**Excerpt provided:**
━━━━━━━━
Are you confortable modifying text documents?
Can you be precise in your descriptions?
Do yo expect to use the full power of your computer?
Do any other users use your system?
Is your system stand-alone or on a LAN?

Is your computer a specific purpose appliance?
Are you willing to devote 5 hours to learn the subtle and profound differences that your new Linux system will bring?



Please stick to the facts, your computer is a Compaq WHATEVER built in 2001 that has been running Windows 2000; you are a cigar afficianado that wants to create and host your own web site.....

Your machine will be making birthday cards and spreadsheets.  You surf the web to find shopping deals and install everything that any web site tells you to....you are a sucker for marketing...

your machine is a stand alone Gateway WHATEVER from 1997 and you hope to use it as a firewall for your new LAN - which consists of 3 computers that you will be building....
━━━━━━━━
**Data listing:**
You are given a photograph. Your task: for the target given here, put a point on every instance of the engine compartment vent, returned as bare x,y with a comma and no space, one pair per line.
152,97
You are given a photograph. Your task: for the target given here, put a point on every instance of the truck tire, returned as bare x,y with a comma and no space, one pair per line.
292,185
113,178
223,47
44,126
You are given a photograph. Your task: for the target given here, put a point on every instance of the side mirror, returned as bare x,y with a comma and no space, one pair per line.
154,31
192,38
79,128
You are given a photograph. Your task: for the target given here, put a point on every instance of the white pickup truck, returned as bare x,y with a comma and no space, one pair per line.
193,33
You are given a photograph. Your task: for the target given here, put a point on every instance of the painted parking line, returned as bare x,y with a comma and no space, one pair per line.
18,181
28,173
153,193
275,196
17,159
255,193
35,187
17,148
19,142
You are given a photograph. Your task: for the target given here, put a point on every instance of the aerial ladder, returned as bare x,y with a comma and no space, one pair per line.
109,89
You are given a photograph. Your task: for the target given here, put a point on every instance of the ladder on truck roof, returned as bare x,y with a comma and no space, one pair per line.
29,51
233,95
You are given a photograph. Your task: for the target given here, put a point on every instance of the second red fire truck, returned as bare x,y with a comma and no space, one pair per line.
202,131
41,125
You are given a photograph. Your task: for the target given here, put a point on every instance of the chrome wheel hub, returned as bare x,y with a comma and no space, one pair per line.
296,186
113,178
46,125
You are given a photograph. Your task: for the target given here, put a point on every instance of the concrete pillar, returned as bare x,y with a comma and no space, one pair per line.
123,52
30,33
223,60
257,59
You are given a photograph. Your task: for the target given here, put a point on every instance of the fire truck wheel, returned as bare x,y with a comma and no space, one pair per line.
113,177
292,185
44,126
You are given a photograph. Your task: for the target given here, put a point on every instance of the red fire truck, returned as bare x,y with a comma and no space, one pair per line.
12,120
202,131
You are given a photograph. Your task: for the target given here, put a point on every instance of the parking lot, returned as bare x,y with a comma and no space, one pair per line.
━━━━━━━━
**Requests:**
**1)** List every question the Linux text asks the reader.
**2)** Collect each line of the records that includes the string "wheel".

**Task results:**
**1)**
Are you confortable modifying text documents?
Can you be precise in your descriptions?
Do yo expect to use the full power of your computer?
Do any other users use your system?
Is your system stand-alone or on a LAN?
Is your computer a specific purpose appliance?
Are you willing to devote 5 hours to learn the subtle and profound differences that your new Linux system will bring?

**2)**
You are given a photograph. Your task: for the target given here, put a point on every instance of the chrome wheel hub, returned as bare x,y with a comma and no space, one pair per line.
You are given a photograph. Your task: for the target given here, put a point on every instance of the fire truck wheel, returned as bare x,y with a comma and no space, one pair per line.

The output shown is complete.